BEGIN Working data

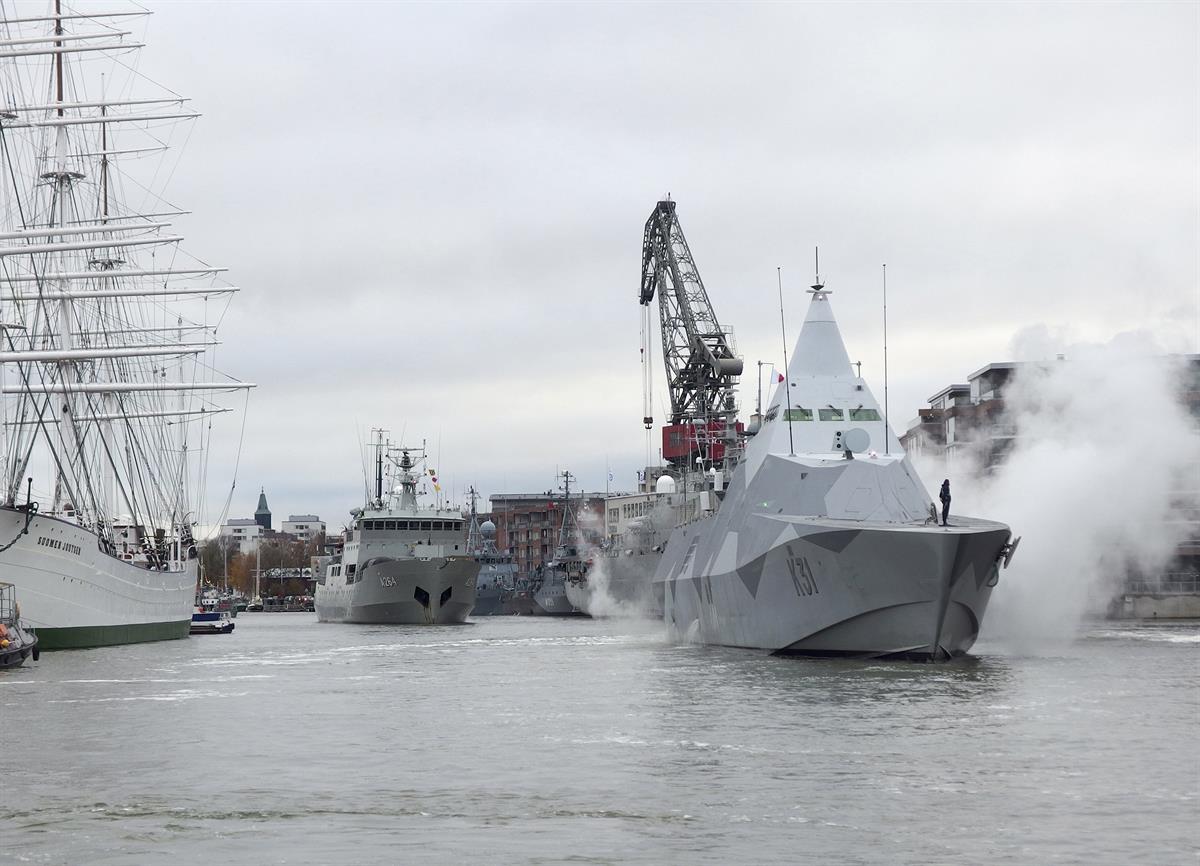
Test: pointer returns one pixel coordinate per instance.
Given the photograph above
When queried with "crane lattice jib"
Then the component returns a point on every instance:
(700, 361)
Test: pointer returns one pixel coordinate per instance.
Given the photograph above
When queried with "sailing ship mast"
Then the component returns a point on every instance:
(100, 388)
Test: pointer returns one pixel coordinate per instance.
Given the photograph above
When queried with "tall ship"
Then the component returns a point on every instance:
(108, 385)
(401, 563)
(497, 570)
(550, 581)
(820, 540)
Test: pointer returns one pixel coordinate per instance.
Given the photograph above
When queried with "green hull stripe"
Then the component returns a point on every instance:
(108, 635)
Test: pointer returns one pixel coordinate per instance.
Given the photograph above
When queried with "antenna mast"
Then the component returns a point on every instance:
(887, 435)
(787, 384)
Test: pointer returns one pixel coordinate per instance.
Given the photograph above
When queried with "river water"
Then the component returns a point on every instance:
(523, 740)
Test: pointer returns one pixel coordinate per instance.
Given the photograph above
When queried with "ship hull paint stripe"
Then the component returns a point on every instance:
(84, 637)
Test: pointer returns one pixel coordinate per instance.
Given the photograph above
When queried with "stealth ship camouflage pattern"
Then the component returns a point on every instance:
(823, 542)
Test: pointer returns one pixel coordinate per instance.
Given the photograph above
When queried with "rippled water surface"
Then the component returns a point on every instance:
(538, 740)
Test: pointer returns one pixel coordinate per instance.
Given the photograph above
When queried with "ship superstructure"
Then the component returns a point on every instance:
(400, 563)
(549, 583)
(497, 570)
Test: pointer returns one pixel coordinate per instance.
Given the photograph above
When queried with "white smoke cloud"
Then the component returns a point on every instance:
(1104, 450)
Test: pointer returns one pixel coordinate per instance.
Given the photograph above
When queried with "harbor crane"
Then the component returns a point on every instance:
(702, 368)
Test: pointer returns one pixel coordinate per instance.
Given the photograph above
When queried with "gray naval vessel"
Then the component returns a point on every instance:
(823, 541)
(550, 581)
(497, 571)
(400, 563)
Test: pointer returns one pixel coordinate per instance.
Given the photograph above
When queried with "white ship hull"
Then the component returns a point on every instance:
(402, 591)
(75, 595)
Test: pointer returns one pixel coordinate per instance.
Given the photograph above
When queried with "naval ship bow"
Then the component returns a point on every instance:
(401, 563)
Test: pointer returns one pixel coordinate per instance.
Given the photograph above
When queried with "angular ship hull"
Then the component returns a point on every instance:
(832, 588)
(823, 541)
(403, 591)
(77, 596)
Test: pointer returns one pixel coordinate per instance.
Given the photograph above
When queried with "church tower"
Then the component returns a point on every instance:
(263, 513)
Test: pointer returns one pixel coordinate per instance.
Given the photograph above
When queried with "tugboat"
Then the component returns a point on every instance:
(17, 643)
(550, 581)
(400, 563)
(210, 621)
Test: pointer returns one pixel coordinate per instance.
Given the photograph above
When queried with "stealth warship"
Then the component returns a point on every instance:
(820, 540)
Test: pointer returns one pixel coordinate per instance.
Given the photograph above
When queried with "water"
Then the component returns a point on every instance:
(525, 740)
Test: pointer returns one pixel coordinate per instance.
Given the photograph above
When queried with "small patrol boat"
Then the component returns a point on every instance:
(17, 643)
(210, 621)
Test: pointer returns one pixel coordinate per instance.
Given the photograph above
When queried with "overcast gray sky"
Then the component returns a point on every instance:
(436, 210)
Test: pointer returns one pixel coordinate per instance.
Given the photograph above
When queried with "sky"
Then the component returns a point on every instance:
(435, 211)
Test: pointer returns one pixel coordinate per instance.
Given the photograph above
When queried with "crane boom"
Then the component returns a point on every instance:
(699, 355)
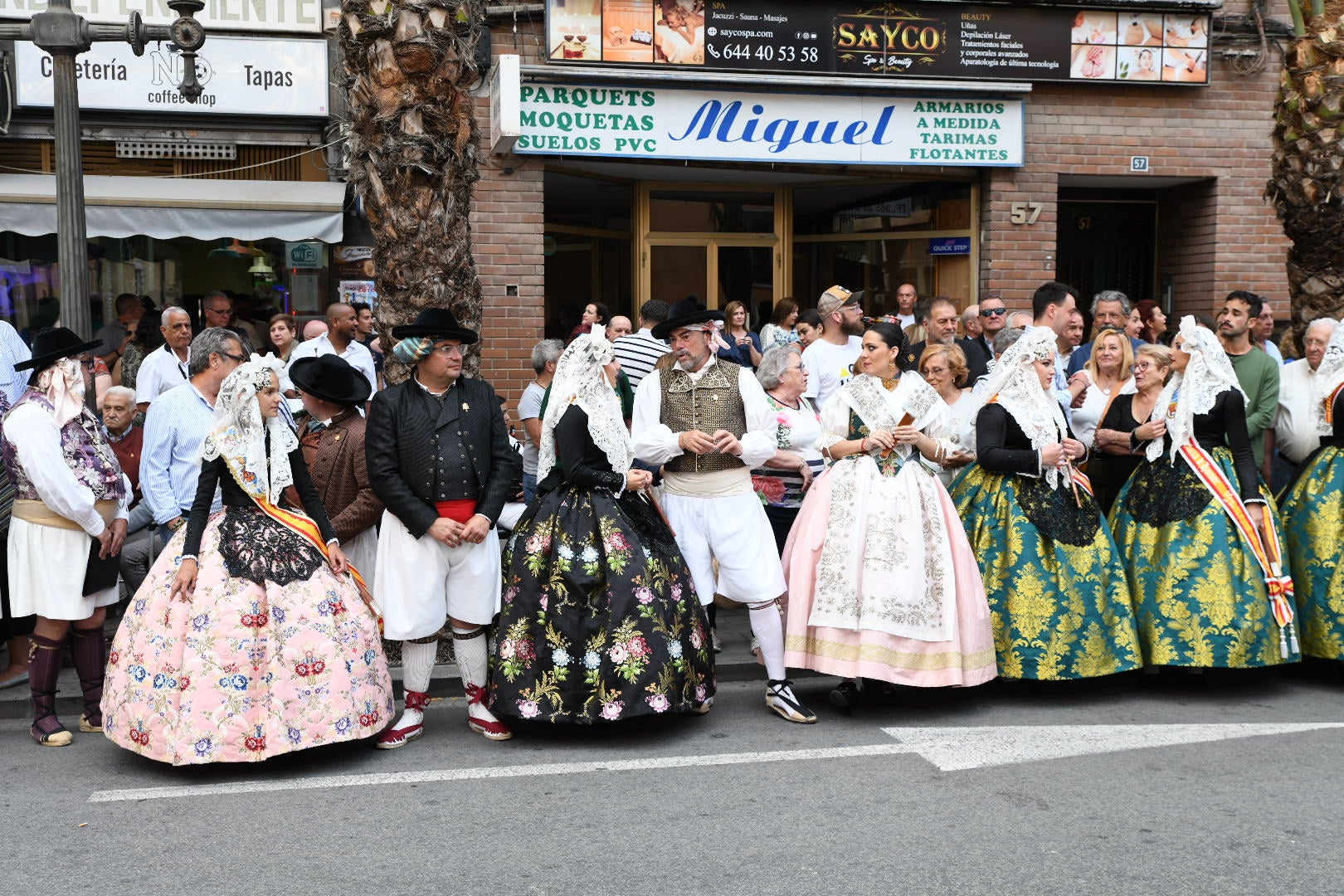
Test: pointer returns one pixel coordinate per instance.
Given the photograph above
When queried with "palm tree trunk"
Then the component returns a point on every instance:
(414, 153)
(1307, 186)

END Working data

What is required:
In the lines above, locate the string "stripe". Copy every line where it occurs.

Reply:
When queried with "green hull stripe"
When queried with "ship hull paint stripe"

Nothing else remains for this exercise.